══ Listed entries

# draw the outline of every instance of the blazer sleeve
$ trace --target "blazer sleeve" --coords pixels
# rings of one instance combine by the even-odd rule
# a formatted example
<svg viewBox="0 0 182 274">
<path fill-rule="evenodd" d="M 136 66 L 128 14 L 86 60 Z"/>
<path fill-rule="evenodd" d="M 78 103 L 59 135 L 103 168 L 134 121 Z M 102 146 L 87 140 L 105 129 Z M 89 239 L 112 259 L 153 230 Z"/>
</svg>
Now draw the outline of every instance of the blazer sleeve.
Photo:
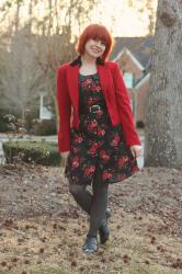
<svg viewBox="0 0 182 274">
<path fill-rule="evenodd" d="M 57 106 L 58 106 L 58 150 L 70 150 L 70 114 L 71 103 L 66 84 L 66 69 L 57 68 Z"/>
<path fill-rule="evenodd" d="M 121 117 L 121 123 L 126 145 L 127 146 L 140 145 L 138 134 L 135 129 L 135 123 L 132 113 L 129 96 L 127 94 L 123 75 L 116 62 L 114 66 L 113 79 L 115 85 L 118 113 Z"/>
</svg>

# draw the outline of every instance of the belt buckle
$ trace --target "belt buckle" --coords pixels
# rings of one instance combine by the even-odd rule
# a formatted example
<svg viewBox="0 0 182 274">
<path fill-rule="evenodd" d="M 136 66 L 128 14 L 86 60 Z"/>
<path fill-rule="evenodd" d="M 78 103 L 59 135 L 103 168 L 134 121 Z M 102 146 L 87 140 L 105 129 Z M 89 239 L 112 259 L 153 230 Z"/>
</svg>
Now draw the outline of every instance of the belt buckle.
<svg viewBox="0 0 182 274">
<path fill-rule="evenodd" d="M 92 107 L 95 107 L 95 106 L 98 107 L 98 111 L 92 111 Z M 96 112 L 99 112 L 99 111 L 101 110 L 101 106 L 98 105 L 98 104 L 95 104 L 95 105 L 90 106 L 89 110 L 90 110 L 90 112 L 92 112 L 92 113 L 96 113 Z"/>
</svg>

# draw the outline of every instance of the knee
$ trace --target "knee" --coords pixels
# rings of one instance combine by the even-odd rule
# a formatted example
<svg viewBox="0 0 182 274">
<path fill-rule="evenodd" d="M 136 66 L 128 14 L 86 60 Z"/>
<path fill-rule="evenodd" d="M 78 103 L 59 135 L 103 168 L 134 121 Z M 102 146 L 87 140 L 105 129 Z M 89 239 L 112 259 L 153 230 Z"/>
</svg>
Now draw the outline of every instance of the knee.
<svg viewBox="0 0 182 274">
<path fill-rule="evenodd" d="M 81 185 L 77 185 L 77 184 L 69 184 L 69 192 L 73 195 L 73 196 L 78 196 L 80 194 L 80 192 L 82 192 L 82 186 Z"/>
</svg>

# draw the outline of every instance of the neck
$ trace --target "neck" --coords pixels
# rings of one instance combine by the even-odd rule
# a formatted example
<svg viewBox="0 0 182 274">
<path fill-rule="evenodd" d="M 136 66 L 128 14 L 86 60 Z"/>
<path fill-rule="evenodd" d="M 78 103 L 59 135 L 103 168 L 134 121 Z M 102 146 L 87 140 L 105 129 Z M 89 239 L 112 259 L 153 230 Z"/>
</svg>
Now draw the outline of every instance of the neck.
<svg viewBox="0 0 182 274">
<path fill-rule="evenodd" d="M 93 56 L 88 55 L 87 53 L 84 53 L 81 56 L 81 62 L 82 64 L 90 64 L 90 65 L 94 65 L 96 62 L 96 58 Z"/>
</svg>

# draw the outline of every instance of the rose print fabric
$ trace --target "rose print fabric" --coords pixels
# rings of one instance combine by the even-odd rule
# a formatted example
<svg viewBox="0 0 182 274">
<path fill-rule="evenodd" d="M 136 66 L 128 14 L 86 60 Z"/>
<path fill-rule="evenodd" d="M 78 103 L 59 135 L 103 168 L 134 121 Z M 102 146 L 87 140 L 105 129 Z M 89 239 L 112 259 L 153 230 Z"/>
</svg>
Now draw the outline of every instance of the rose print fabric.
<svg viewBox="0 0 182 274">
<path fill-rule="evenodd" d="M 71 150 L 65 175 L 76 184 L 91 184 L 100 165 L 102 181 L 122 182 L 139 169 L 125 145 L 122 126 L 113 126 L 100 87 L 99 75 L 79 75 L 79 128 L 70 129 Z M 90 113 L 88 106 L 100 105 L 101 111 Z"/>
</svg>

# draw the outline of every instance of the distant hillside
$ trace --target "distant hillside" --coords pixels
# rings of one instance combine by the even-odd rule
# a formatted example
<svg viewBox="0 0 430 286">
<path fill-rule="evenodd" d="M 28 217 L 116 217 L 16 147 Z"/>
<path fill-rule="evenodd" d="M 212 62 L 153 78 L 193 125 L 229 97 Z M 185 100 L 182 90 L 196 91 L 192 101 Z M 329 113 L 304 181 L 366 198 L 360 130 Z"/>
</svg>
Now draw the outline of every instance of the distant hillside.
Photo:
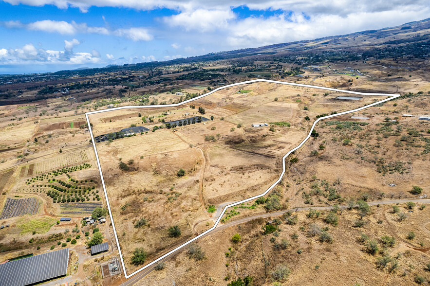
<svg viewBox="0 0 430 286">
<path fill-rule="evenodd" d="M 388 46 L 428 42 L 430 40 L 430 18 L 407 23 L 400 26 L 358 32 L 345 35 L 334 36 L 310 40 L 299 41 L 276 44 L 259 48 L 243 49 L 235 51 L 213 53 L 203 55 L 181 58 L 163 62 L 151 62 L 123 66 L 109 65 L 105 68 L 83 71 L 61 71 L 55 74 L 69 76 L 76 73 L 90 75 L 98 72 L 110 72 L 121 70 L 153 69 L 157 67 L 191 63 L 199 61 L 237 58 L 251 56 L 266 55 L 285 55 L 301 53 L 316 53 L 323 51 L 358 50 L 368 51 Z"/>
</svg>

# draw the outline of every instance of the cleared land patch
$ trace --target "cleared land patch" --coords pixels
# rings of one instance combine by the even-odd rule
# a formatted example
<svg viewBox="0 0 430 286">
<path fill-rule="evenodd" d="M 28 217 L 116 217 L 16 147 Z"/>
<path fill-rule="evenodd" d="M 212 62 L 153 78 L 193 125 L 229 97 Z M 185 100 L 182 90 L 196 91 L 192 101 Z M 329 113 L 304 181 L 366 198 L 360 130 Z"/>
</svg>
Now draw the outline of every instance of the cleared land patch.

════

Begin with the line containing "# draw the outline of every instance of the cleared" and repeat each line exactly until the records above end.

Finished exercise ::
# draw the outline of every instance of the cleared land patch
$ trace --target "cleared land patch" --coords pixels
# rings of one instance combine by the even-odd rule
# a formatted example
<svg viewBox="0 0 430 286">
<path fill-rule="evenodd" d="M 28 217 L 116 217 L 16 147 Z"/>
<path fill-rule="evenodd" d="M 212 62 L 153 78 L 193 125 L 229 97 Z M 185 100 L 182 90 L 196 91 L 192 101 Z M 329 113 L 304 181 L 366 198 L 360 130 Z"/>
</svg>
Now draw the outline of every instance of the cleared land patch.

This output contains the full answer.